*GIVEN DATA*.
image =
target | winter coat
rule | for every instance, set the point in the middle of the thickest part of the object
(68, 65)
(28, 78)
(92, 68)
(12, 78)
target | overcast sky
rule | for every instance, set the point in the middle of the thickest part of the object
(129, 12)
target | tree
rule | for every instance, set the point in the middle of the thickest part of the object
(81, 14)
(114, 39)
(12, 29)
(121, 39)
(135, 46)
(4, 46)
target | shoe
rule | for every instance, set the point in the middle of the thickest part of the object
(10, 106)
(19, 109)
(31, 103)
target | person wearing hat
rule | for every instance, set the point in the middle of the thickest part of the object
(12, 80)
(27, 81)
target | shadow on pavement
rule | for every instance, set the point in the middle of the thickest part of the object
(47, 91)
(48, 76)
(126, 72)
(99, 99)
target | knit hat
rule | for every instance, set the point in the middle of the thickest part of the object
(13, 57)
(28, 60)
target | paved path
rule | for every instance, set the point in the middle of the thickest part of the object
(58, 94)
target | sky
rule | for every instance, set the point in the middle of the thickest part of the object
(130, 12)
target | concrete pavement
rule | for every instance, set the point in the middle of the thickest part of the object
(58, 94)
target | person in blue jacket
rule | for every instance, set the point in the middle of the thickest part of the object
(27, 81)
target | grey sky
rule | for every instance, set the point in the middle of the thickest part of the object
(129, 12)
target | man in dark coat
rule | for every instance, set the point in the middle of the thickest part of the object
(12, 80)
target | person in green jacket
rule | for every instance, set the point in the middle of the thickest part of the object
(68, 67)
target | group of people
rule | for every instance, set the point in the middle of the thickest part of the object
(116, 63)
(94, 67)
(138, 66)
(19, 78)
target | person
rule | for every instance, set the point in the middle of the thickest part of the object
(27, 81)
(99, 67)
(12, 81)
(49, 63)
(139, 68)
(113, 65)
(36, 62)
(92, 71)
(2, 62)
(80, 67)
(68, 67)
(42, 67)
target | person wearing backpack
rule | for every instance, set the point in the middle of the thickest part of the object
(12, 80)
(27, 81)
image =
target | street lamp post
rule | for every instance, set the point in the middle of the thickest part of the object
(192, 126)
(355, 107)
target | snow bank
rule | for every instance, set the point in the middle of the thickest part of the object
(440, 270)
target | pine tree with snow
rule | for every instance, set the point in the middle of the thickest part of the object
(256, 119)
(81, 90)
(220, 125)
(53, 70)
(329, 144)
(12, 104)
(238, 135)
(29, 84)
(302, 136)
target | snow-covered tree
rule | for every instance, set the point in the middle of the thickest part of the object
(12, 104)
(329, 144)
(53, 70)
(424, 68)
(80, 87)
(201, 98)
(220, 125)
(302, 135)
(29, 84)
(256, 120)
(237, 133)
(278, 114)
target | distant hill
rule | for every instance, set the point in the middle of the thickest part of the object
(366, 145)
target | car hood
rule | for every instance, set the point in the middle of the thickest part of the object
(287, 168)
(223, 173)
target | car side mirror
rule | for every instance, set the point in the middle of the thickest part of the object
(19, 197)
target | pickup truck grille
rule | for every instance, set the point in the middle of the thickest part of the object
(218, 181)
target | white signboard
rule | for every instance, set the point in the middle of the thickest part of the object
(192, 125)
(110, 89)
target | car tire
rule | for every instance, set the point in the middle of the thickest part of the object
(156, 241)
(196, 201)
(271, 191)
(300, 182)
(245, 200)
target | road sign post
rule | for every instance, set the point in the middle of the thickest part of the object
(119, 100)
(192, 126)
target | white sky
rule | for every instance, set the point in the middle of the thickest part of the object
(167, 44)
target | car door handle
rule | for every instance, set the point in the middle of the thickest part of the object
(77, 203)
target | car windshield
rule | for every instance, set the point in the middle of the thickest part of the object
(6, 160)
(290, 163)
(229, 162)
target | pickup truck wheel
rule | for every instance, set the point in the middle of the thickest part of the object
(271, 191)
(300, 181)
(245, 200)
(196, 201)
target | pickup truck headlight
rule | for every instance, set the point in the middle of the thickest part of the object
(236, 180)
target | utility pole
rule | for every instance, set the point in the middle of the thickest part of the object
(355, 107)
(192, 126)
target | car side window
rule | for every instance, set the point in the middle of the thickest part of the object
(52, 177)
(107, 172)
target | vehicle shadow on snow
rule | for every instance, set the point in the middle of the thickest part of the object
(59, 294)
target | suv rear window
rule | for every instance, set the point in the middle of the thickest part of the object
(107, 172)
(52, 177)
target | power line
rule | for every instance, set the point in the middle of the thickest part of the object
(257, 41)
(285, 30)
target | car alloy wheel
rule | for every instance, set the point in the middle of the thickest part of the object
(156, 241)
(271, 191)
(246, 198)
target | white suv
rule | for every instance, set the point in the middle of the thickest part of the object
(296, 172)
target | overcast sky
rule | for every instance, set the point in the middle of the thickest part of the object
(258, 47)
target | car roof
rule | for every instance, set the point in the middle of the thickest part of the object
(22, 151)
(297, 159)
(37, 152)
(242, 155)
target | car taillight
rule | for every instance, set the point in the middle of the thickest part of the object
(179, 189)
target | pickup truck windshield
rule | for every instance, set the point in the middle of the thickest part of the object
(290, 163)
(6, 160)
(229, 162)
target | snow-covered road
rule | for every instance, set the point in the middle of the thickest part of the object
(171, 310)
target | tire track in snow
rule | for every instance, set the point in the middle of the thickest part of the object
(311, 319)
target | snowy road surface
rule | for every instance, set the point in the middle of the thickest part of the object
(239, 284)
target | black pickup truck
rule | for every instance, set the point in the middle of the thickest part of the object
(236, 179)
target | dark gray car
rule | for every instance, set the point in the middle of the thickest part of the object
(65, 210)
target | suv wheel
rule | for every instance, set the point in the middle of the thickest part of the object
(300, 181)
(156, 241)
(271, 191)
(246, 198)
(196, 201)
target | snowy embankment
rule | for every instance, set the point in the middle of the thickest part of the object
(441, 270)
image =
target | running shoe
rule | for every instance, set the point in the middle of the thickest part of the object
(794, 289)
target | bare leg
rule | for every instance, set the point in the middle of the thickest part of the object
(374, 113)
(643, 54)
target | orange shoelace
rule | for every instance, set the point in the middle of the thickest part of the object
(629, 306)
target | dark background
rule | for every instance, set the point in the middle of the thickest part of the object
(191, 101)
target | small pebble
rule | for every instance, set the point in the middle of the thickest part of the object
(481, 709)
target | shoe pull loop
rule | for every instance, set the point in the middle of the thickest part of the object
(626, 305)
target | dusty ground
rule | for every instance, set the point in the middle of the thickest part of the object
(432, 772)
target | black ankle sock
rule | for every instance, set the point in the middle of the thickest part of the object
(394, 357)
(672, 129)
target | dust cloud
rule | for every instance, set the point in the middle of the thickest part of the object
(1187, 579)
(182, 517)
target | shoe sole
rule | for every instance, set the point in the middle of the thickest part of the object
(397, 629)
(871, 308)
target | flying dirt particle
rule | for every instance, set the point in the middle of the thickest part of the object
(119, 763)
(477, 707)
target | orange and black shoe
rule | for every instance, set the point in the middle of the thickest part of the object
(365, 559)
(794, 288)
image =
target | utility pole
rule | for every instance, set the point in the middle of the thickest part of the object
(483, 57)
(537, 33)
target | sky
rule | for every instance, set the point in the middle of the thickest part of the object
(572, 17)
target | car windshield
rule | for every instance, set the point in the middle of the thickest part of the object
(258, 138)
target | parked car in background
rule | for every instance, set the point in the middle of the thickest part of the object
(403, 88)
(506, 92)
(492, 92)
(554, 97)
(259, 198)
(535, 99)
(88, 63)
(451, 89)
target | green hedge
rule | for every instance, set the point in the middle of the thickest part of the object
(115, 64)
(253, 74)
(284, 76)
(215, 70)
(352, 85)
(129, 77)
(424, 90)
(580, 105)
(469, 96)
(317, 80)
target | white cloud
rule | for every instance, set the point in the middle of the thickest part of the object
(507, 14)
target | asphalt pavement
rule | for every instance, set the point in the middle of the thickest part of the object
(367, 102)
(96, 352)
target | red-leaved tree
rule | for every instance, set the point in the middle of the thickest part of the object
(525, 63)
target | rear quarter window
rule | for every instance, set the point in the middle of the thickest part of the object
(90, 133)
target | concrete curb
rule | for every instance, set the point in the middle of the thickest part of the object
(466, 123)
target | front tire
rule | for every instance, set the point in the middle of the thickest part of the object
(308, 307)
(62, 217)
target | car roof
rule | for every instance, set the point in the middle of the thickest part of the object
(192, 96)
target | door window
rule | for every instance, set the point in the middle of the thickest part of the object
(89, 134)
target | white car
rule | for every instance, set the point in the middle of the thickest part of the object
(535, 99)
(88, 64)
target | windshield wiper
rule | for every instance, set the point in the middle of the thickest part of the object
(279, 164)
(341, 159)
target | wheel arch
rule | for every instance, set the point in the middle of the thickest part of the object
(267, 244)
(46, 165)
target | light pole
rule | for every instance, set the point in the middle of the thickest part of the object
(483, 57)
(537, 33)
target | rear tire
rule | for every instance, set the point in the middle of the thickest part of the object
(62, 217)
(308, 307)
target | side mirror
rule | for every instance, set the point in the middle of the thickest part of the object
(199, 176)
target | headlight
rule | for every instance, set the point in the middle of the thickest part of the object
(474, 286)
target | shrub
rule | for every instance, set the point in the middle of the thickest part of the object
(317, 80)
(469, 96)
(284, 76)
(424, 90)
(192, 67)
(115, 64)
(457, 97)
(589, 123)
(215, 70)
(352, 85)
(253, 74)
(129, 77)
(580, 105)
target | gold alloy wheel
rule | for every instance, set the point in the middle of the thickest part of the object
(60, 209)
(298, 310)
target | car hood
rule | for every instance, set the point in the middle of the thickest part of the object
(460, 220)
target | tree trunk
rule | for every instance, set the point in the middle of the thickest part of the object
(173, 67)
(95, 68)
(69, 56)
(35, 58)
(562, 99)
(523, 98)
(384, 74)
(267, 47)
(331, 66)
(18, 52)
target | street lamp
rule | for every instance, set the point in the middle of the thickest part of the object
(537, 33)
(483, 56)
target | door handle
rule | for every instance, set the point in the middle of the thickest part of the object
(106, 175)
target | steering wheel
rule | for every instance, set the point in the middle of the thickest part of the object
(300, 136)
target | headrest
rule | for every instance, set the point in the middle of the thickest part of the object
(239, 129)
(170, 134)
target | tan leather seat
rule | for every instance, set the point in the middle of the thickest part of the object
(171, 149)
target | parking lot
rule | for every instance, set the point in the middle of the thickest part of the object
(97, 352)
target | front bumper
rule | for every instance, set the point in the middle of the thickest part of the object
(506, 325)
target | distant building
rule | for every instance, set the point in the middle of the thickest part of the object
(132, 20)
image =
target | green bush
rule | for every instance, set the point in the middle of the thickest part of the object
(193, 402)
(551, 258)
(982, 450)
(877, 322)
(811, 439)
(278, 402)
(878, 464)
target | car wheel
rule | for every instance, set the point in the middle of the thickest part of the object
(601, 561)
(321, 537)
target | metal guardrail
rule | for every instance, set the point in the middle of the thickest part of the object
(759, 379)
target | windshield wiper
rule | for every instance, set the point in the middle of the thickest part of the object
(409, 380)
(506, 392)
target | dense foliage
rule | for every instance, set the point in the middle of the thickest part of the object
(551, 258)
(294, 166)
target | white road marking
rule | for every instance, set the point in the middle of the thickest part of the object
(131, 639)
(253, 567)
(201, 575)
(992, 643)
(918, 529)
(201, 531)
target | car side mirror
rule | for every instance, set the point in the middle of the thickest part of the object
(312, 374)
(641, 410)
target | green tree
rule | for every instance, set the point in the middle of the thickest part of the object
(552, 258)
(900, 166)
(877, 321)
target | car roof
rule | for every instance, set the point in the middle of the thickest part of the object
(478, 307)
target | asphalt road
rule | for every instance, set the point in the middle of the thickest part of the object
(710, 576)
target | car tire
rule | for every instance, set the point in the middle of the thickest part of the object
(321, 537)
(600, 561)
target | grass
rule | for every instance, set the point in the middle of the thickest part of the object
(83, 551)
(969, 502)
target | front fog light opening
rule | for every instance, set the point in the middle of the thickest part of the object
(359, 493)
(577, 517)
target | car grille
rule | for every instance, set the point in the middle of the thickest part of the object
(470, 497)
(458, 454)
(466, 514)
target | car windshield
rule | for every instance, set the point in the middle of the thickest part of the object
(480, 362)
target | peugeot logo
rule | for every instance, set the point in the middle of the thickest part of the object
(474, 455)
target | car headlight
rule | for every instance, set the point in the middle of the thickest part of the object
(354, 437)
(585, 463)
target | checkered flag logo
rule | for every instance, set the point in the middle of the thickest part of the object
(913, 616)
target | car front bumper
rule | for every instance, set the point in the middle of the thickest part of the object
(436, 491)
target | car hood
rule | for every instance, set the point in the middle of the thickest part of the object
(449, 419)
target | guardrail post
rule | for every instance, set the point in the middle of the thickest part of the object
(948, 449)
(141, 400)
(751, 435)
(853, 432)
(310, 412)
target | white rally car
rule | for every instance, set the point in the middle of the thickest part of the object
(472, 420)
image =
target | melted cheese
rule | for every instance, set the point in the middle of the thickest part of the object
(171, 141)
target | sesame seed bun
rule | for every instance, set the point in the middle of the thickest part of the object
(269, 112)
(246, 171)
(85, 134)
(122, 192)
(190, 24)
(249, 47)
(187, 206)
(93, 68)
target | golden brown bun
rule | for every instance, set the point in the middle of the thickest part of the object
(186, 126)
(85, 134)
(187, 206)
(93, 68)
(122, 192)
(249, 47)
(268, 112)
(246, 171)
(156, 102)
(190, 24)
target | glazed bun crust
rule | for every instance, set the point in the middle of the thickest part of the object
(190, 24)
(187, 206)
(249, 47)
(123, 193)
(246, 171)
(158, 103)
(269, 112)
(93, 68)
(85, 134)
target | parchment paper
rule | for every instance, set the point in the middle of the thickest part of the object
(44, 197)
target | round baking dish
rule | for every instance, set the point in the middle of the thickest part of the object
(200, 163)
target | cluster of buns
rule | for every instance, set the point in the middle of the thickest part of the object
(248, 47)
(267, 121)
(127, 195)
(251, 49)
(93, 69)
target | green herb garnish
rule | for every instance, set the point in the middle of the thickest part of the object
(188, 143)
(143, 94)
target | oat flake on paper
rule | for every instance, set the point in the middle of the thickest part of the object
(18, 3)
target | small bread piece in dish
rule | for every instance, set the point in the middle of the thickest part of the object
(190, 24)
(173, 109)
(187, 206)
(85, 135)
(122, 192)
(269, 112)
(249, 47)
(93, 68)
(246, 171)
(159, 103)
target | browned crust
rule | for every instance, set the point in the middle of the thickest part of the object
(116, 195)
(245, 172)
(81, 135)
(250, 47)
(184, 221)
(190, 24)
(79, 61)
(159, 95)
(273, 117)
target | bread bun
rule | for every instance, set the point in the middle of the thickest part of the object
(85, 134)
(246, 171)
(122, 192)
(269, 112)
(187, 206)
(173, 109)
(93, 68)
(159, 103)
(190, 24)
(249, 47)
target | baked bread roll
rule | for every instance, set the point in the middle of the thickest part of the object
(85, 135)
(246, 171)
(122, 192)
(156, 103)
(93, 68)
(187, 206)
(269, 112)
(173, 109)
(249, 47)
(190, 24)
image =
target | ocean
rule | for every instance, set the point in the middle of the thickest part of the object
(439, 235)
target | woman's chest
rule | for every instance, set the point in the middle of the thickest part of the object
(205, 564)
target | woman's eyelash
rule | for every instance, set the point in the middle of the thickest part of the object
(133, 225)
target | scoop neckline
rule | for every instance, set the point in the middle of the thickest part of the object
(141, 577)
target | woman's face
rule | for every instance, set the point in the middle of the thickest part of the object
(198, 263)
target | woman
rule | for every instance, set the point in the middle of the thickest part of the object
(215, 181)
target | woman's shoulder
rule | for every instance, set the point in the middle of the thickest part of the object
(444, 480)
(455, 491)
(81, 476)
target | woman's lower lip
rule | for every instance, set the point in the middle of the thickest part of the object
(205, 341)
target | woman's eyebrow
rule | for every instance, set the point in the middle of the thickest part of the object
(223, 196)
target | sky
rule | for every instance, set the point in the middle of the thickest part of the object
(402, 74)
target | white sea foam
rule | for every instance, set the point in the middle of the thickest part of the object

*TASK STATEMENT*. In the entries above, the lines from the one bearing "target | car alloy wheel" up to and including the one bearing "target | snowy road surface" should be transcribed exactly; no other line is wanted.

*SOLUTION TO THIS TASK*.
target | car alloy wheel
rule | for every instance, set the point in the middle of the thickest part of the object
(156, 241)
(271, 191)
(246, 198)
target | white suv
rule | for every instance, set the point in the middle of the thickest part of the object
(296, 172)
target | overcast sky
rule | for every instance, set the point in the middle of the thickest part of the object
(258, 47)
target | car roof
rule | for every instance, set the point in the middle of the thickest part of the object
(22, 151)
(297, 159)
(37, 152)
(242, 155)
target | car taillight
rule | for every instance, set the point in the middle of the thickest part of the object
(179, 189)
target | pickup truck windshield
rule | for every instance, set the point in the middle of the thickest part of the object
(290, 163)
(6, 160)
(229, 162)
target | snow-covered road
rule | for every instance, set the point in the middle of the thickest part of the object
(171, 310)
target | tire track in snow
rule | for every instance, set the point in the middle of the thickest part of the object
(311, 319)
target | snowy road surface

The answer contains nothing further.